Document passage>
========================================

## Introduction

Given a binary tree, you have to do a level order traversal for the binary tree in a specific order that is in every level print elements in the given order mentioned:

The first element of the level,

Last element of the level,

The second element of the level,

Second last element in the level,

The third element in the level,

Third last element in the level,

(n/2)th element of the level,

(n/2)th+1 element of the level.

Also see, Perfect Binary Tree Specific Level Order Traversal

Let's understand the same with an example.

Example 1

Input

Source: Wikipedia

Output

1 2 3 17 7 19 36 25 100

Explanation:

First level 1

Second level 2(left) , 3(right)

Third level 17(left) , 7(right) , 19(left) , 36(right)

Fourth level 25(left), 100(right)

Must Recommended Topic, __Binary Tree Postorder Traversal____.__

## Approach

The approach here is to make the binary tree into a complete binary tree by pushing null pointers at nodes with no children and then perform the level order traversal by making two queues such that one queue stores elements from the left side and the other queue stores element from the right side. While doing level Order traversal, just print the values alternately from both queues.

========================================

Tasks>
1) Update the level order traversal article starting with "Fourth level 25(left), 100(right)" and going on through "from both queues.", changing "null pointers" to "placeholder nodes".
2) In the level order traversal article, how many queues does the approach use?
3) List every position in a level that the level order traversal article gives in its required printing order.

Provided material>
========================================

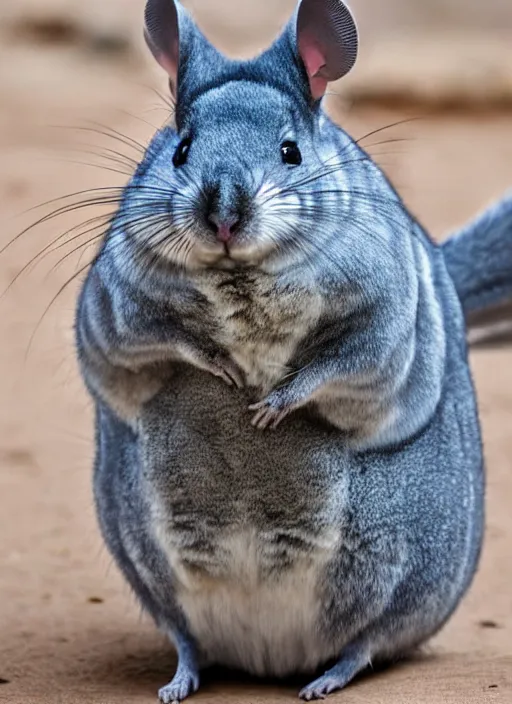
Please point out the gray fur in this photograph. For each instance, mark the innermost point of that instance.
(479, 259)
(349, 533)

========================================

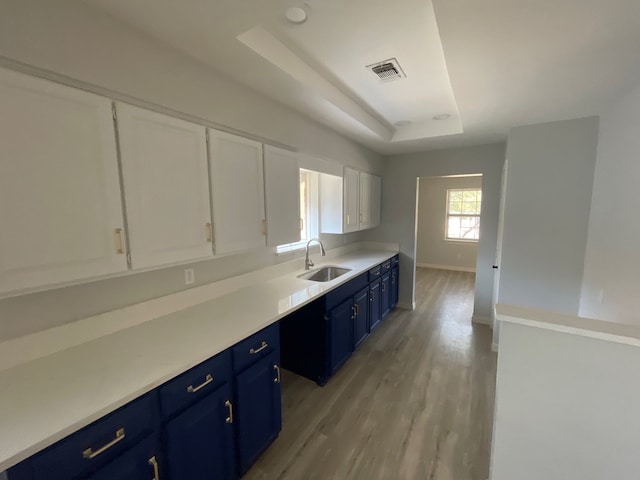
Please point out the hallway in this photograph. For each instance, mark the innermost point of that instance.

========================================

Answers>
1)
Fourth level 25(left), 100(right)

Must Recommended Topic, __Binary Tree Postorder Traversal____.__

## Approach

The approach here is to make the binary tree into a complete binary tree by pushing placeholder nodes at nodes with no children and then perform the level order traversal by making two queues such that one queue stores elements from the left side and the other queue stores element from the right side. While doing level Order traversal, just print the values alternately from both queues.

2) Two queues.

3)
- The first element of the level
- Last element of the level
- The second element of the level
- Second last element in the level
- The third element in the level
- Third last element in the level
- (n/2)th element of the level
- (n/2)th+1 element of the level